Problem -
Extract the complete data exactly as given.

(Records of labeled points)
--------

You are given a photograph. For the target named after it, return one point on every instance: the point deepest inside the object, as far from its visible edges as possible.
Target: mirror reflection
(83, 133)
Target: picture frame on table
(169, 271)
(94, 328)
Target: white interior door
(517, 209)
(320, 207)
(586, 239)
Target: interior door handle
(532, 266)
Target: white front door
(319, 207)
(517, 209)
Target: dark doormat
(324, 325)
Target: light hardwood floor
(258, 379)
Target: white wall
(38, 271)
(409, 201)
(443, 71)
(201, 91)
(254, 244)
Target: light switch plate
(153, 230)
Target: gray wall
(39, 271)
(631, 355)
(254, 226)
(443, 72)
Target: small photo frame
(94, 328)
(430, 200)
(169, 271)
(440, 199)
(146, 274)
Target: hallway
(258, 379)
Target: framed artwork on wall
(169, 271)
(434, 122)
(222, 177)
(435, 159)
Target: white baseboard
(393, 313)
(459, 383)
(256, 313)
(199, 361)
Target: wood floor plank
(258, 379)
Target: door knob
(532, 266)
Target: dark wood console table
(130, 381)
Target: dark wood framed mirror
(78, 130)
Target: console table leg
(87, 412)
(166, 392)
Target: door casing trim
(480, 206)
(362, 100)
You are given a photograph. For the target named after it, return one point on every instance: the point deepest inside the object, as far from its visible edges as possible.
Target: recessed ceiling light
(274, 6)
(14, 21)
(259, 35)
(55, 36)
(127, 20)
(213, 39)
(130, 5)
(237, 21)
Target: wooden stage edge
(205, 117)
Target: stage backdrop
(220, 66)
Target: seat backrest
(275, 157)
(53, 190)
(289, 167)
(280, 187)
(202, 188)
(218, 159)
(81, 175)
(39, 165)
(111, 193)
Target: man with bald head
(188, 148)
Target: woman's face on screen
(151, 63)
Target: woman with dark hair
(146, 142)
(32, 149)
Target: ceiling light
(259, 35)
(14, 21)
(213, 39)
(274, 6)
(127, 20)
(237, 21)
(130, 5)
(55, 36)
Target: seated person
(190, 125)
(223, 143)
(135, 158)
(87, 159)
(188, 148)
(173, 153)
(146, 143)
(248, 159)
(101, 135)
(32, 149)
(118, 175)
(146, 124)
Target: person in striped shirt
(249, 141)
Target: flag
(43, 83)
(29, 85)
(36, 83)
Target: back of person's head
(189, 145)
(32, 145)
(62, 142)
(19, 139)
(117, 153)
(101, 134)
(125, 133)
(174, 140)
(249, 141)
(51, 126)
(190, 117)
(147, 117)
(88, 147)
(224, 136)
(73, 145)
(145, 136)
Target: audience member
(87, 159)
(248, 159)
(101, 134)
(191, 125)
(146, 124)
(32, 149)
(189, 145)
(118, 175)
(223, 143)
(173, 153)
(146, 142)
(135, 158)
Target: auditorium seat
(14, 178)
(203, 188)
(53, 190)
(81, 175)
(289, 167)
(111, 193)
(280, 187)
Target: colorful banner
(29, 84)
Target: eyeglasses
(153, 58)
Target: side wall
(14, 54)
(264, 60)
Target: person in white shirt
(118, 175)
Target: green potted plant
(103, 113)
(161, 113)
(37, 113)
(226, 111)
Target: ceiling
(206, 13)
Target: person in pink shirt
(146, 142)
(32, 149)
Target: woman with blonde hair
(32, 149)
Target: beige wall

--------

Solution -
You are given a photograph. For the target named after it, return one point on every instance: the point deepest inside the object, as far from its visible edges as possible.
Target: mirror reflection
(83, 133)
Target: picture frame on table
(169, 271)
(94, 328)
Target: white interior door
(517, 209)
(320, 207)
(586, 239)
Target: interior door handle
(532, 266)
Target: white front door
(319, 207)
(517, 209)
Target: dark doormat
(324, 325)
Target: light hardwood floor
(258, 379)
Target: white wall
(38, 271)
(409, 201)
(443, 71)
(201, 91)
(254, 244)
Target: light switch plate
(153, 230)
Target: gray wall
(39, 271)
(631, 355)
(254, 226)
(443, 72)
Target: small photo frame
(94, 328)
(430, 200)
(169, 271)
(440, 199)
(146, 274)
Target: hallway
(258, 379)
Target: framed artwork on wall
(169, 271)
(434, 122)
(222, 177)
(435, 159)
Target: white baseboard
(393, 313)
(459, 383)
(256, 313)
(199, 361)
Target: wood floor plank
(258, 379)
Target: door knob
(532, 266)
Target: dark wood console table
(130, 381)
Target: dark wood framed mirror
(78, 130)
Target: console table leg
(87, 412)
(166, 392)
Target: door casing trim
(480, 206)
(362, 100)
You are given a photograph. For the target named after it, return one point on every instance: the point deepest inside the object, as far from its visible edges as possible.
Target: recessed ceiling light
(274, 6)
(14, 21)
(259, 35)
(55, 36)
(127, 20)
(213, 39)
(130, 5)
(237, 21)
Target: wooden stage edge
(205, 117)
Target: stage backdrop
(220, 66)
Target: seat backrest
(275, 157)
(53, 190)
(289, 167)
(280, 187)
(202, 188)
(218, 159)
(81, 175)
(39, 165)
(111, 193)
Target: man with bald head
(188, 148)
Target: woman's face on screen
(151, 63)
Target: woman with dark hair
(146, 142)
(32, 149)
Target: ceiling light
(259, 35)
(14, 21)
(213, 39)
(274, 6)
(127, 20)
(237, 21)
(130, 5)
(55, 36)
Target: seated person
(190, 125)
(223, 143)
(135, 158)
(87, 159)
(188, 148)
(173, 153)
(146, 143)
(248, 159)
(101, 135)
(32, 149)
(118, 175)
(146, 124)
Target: person in striped shirt
(249, 141)
Target: flag
(43, 83)
(29, 85)
(36, 83)
Target: back of person's head
(189, 145)
(32, 145)
(62, 142)
(19, 139)
(117, 153)
(101, 134)
(125, 133)
(174, 140)
(249, 141)
(51, 126)
(190, 117)
(147, 117)
(88, 147)
(224, 136)
(73, 145)
(145, 136)
Target: audience member
(87, 159)
(248, 159)
(101, 134)
(191, 125)
(146, 124)
(32, 149)
(189, 145)
(118, 175)
(223, 143)
(173, 153)
(146, 142)
(135, 158)
Target: auditorium seat
(14, 178)
(203, 188)
(53, 190)
(81, 175)
(289, 167)
(111, 193)
(280, 187)
Target: colorful banner
(29, 84)
Target: eyeglasses
(153, 58)
Target: side wall
(14, 54)
(264, 60)
Target: person in white shirt
(118, 175)
Target: green potted plant
(103, 113)
(161, 113)
(37, 113)
(226, 111)
Target: ceiling
(206, 13)
Target: person in pink shirt
(146, 142)
(32, 149)
Target: woman with blonde hair
(32, 149)
Target: beige wall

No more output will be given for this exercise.